* _Objectif du travail_
Dans l'extrait fourni ci-dessous, recopiez mot pour mot le passage qui commence à « Pendant 12 ans, j’allais » et se termine à « déroulent en silence. ».

* _Extrait fourni_
Pendant 12 ans, j’allais pouvoir le vivre au plus proche. Mes missions m’ont emmenée en Asie, au Moyen Orient, en Afrique. Les drames humains se déroulent très souvent dans ces lieux lointains, hors de portée de l’attention internationale, là où chaque jour des gens perdent la vie, sont contraints de tout abandonner, fuir plus loin, dans des lieux plus sûrs, à l’abri des armes et de leur fureur. Ils partent sans aucun choix et trop souvent meurent. Cela se déroule sans bruit, sans fracas, là où le monde oublie. Certaines guerres se déroulent en silence.

Je me souviens très distinctement de cette mère. Malgré ses faibles moyens, elle revêtait son plus beau vêtement, elle était si digne. Elle emmenait dans son sac la nourriture qu’elle devait envers et contre tout amener à son fils, en prison. A chaque fois qu’elle se présentait à la porte de la geôle, les gardiens la repoussait, ils n’avaient que faire d’une faible femme sans relation, sans présence d’homme, sans pouvoir. Elle n’avait aucun autre choix que de rentrer chez elle avec la nourriture intacte et le cœur déchiré. Je n’avais pas pu avoir accès à cette prison, je ne pouvais voir son fils et ne savais lui donner des nouvelles. J’en étais bouleversée. Le constat était acerbe, je servais donc juste à écouter les doléances d’une mère dans sa profonde détresse.

* _Données enregistrées_
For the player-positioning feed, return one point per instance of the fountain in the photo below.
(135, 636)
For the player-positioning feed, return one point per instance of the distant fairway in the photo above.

* _Réponse proposée_
Pendant 12 ans, j’allais pouvoir le vivre au plus proche. Mes missions m’ont emmenée en Asie, au Moyen Orient, en Afrique. Les drames humains se déroulent très souvent dans ces lieux lointains, hors de portée de l’attention internationale, là où chaque jour des gens perdent la vie, sont contraints de tout abandonner, fuir plus loin, dans des lieux plus sûrs, à l’abri des armes et de leur fureur. Ils partent sans aucun choix et trop souvent meurent. Cela se déroule sans bruit, sans fracas, là où le monde oublie. Certaines guerres se déroulent en silence.